A 35-year window into the climate of one of the longest interglacial periods of the last million years has sounded a warning that El Niño events were half as frequent then as they are today.
A study into the earth’s ancient ocean climates by Bridget Ayling, a PhD student at the Australian National University and member of the ARC Centre of Excellence for Coral Reef Studies, used the skeletal remains of corals and giant clams up to 420 000 years old to view ‘snapshots’ of seasonal climate in warm interglacial periods in the Earth’s past.
Fossil clam sampling
“From fossil corals and clams, we can obtain fantastic high resolution proxy-records of the El Niño Southern Oscillation (ENSO) for short windows of time in the past that can be compared to those occurring today” says Ms. Ayling. “We can determine how strong and frequent past El Niño events were, which allows us to better assess whether today’s climate is unusual or a normal feature of warm interglacial periods”.
These windows into the earth’s past climate are achieved by looking at the chemical elements and isotopes locked in the skeletons of fossil Porites corals and Tridacna clams.

→ WRITTEN INSTRUCTION 1
List every span of time, stated in years, that the El Niño article mentions.
→ WRITTEN INSTRUCTION 2
Write the next part of the El Niño article, picking up after its last sentence.

→ DATASET ROWS
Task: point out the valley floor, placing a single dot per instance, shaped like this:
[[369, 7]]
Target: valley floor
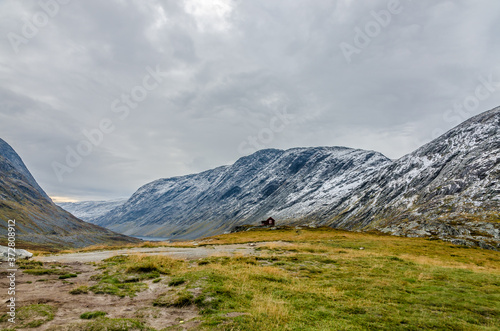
[[288, 279]]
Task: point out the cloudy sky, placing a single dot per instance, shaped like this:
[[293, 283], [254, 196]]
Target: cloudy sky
[[101, 97]]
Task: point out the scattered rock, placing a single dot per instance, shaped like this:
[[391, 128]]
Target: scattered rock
[[18, 254]]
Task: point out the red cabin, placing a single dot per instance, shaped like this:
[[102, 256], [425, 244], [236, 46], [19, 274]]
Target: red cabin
[[269, 222]]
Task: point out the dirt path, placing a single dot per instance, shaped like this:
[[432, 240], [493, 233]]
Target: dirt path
[[55, 292], [174, 252]]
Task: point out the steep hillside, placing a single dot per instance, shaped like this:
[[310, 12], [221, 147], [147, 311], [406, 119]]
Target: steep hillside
[[448, 188], [38, 219], [288, 185], [89, 211]]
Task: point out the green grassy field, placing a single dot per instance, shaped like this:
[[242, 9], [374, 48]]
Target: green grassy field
[[322, 279]]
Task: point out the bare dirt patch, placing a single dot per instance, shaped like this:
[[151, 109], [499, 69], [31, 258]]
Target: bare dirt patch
[[34, 289]]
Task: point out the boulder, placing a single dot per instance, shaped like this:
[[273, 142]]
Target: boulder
[[19, 254]]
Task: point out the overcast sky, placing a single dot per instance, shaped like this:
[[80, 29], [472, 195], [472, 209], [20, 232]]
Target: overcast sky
[[177, 87]]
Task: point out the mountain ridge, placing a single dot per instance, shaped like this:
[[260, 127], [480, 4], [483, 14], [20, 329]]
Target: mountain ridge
[[38, 219]]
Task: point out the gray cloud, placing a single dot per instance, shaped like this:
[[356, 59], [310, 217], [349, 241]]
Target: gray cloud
[[230, 66]]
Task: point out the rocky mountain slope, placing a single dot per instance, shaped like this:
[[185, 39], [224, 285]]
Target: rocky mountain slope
[[289, 185], [89, 211], [448, 189], [38, 219]]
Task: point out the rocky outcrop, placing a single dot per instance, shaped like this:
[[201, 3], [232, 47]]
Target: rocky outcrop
[[38, 220], [447, 189], [18, 254]]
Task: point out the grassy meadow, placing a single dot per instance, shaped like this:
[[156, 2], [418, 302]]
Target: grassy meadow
[[313, 279]]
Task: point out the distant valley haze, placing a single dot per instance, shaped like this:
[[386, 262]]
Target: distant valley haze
[[100, 98]]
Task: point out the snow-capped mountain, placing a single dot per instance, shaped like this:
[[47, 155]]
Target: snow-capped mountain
[[89, 211], [289, 185], [448, 188], [38, 219]]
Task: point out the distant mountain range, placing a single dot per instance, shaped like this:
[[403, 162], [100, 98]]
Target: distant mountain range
[[38, 219], [447, 189], [90, 211]]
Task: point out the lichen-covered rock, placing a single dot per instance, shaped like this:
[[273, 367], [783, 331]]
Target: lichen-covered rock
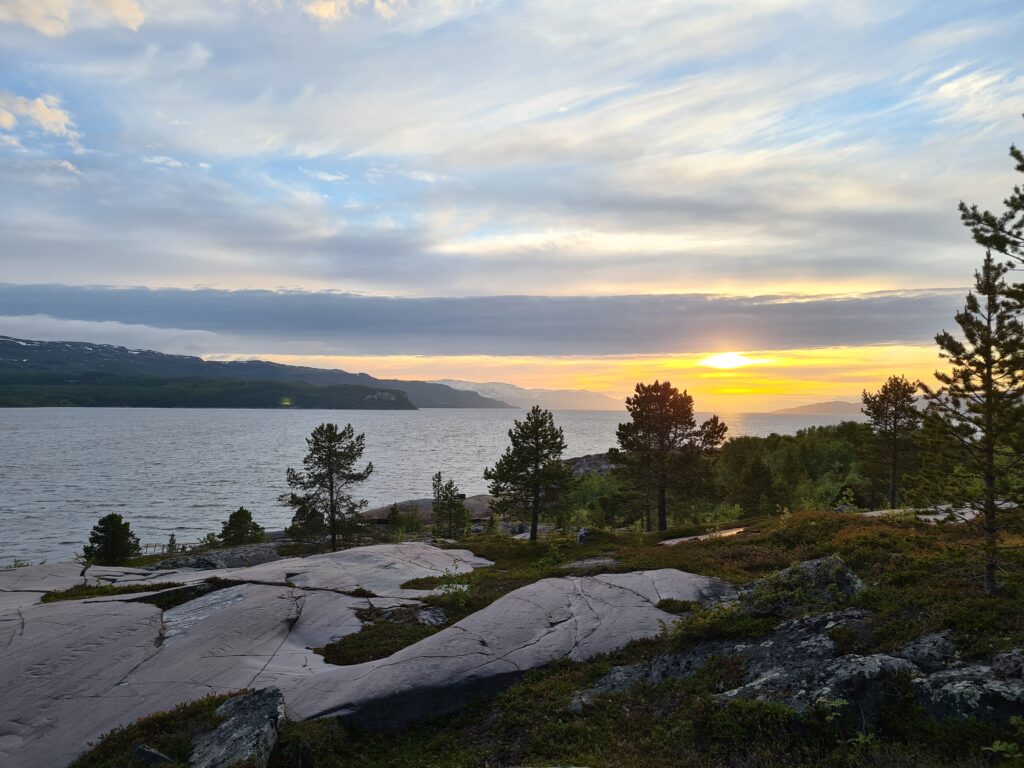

→ WRITTEN RESPONSE 1
35 years; a million years; 420 000 years

→ WRITTEN RESPONSE 2
“We have analyzed a giant clam that was alive sometime between 380 000 and 420 000 years ago, during the Marine Isotope Stage 11 interglacial period. This clam lived for about 35 years, and during that time, El Niño events appear half as frequent as today,” says Ms. Ayling. “To the best of my knowledge, our detailed record of climate seasonality may be a global first for this time interval. That’s pretty exciting.”
However, it wasn’t an easy task to gain this groundbreaking insight into ocean climates; it relied on finding the perfect samples – and a bit of luck.
The team needed well-preserved fossils, ones which have changed very little over a few hundred thousand years – and began looking for them in a most unexpected place, 1200m above sea level.
The clams were collected from Huon Peninsula in Papua New Guinea, where today and in the past, living coral reefs are rapidly uplifted by geological movements to higher elevations and preserved above the ocean.
“There are actually quite a few [fossils] but we wouldn’t have known about them because at 1200m elevation, the fossil reefs are obscured by dense, tropical rainforest and a lot of mud,” says Ayling.
“Our team initially didn’t find any, and we tried to explain to the local villagers in basic pigeon English that we were looking for giant clams. One guy took us to a place where he had seen one. We were pretty excited, and paid him some kina, and that was that.
“We stayed in the village that night and the next day when we woke up, 12 clams had been marched into camp.”
The fossils found by the locals proved to be well preserved and Ms. Ayling began analysis of the isotopes and elements that are precipitated daily in the clam shells as they grow.
“In one fossil giant clam I looked at the seasonal cycle of oxygen isotopes, which are influenced by temperature and salinity and can be used as an indicator of ENSO climate variability at Huon Peninsula in the past,” says Ayling.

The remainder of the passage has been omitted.